------ Supplied records ------

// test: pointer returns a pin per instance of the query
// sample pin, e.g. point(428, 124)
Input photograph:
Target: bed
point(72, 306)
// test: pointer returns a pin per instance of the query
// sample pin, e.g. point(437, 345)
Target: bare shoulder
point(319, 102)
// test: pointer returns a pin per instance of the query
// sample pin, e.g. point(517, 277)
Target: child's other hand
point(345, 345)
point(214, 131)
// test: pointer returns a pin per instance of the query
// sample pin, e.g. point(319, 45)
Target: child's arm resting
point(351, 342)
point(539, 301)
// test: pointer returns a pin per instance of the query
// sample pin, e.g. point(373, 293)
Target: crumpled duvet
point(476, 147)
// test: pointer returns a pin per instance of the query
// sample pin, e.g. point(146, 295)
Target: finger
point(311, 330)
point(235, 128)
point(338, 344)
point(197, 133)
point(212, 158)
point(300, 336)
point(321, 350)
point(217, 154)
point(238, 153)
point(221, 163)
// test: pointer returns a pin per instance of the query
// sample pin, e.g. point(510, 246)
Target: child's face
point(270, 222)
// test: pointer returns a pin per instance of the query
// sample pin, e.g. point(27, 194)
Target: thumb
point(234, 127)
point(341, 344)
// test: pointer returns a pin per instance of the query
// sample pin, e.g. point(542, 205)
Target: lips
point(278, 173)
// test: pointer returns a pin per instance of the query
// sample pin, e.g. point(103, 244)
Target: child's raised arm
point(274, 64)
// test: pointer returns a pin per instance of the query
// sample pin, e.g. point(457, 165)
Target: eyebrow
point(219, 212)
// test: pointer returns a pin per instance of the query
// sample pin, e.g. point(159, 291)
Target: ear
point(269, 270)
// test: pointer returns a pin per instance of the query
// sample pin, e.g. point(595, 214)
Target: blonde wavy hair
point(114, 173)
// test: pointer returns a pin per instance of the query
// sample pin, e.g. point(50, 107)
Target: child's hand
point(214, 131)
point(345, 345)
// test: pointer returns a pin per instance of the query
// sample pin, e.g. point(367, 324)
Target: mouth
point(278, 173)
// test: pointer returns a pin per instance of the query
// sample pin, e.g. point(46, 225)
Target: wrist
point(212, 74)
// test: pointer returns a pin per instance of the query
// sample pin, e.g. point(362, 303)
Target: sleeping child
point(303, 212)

------

=== Problem requirements ===
Output every one of the rows above again, line for line, with nothing changed.

=== Reply to the exercise ===
// test: pointer returns a pin per instance of the query
// sample pin, e.g. point(428, 124)
Input photograph:
Target: bed
point(72, 306)
// test: pointer returns a pin per instance of the query
// sample pin, e.g. point(437, 345)
Target: bare shoulder
point(319, 102)
// test: pointer returns a pin per instance of the query
// sample pin, e.g. point(517, 277)
Target: child's other hand
point(345, 345)
point(214, 131)
// test: pointer returns a pin per instance of the query
// sample pin, e.g. point(319, 45)
Target: child's arm resting
point(351, 342)
point(539, 301)
// test: pointer returns a pin per instance of the query
// sample pin, e.g. point(373, 293)
Target: crumpled duvet
point(476, 147)
// test: pointer returns a pin per instance of the query
// sample pin, e.g. point(146, 295)
Target: finger
point(311, 330)
point(235, 128)
point(338, 344)
point(197, 133)
point(212, 158)
point(300, 336)
point(321, 350)
point(217, 154)
point(238, 153)
point(221, 163)
// test: pointer returns a pin per instance of the query
// sample pin, e.g. point(510, 246)
Target: child's face
point(270, 222)
// test: pointer returns a pin per instance of the query
// sample pin, e.g. point(27, 194)
Target: thumb
point(234, 127)
point(341, 344)
// test: pointer returns a pin per instance of the query
// sample pin, e.g. point(542, 205)
Target: lips
point(278, 173)
// test: pointer returns a pin per instance of the query
// sample pin, e.g. point(103, 244)
Target: child's raised arm
point(274, 64)
// test: pointer returns a pin per instance of the query
// sample pin, e.g. point(457, 165)
Target: eyebrow
point(219, 212)
// test: pointer returns a pin per instance of the query
// sample pin, e.g. point(159, 291)
Target: ear
point(269, 270)
// test: pointer returns a pin per instance of the query
// sample pin, e.g. point(595, 214)
Target: blonde wavy hair
point(114, 173)
// test: pointer returns a pin per instance of the query
// sample pin, e.g. point(50, 107)
Target: child's hand
point(214, 131)
point(345, 345)
// test: pointer returns a pin per instance of the query
// sample pin, e.g. point(367, 324)
Target: mouth
point(278, 173)
// test: pointer returns a pin per instance of the query
// sample pin, e.g. point(46, 225)
Target: wrist
point(212, 74)
// test: pointer returns a pin per instance of the query
// sample pin, e.g. point(362, 303)
Target: sleeping child
point(303, 212)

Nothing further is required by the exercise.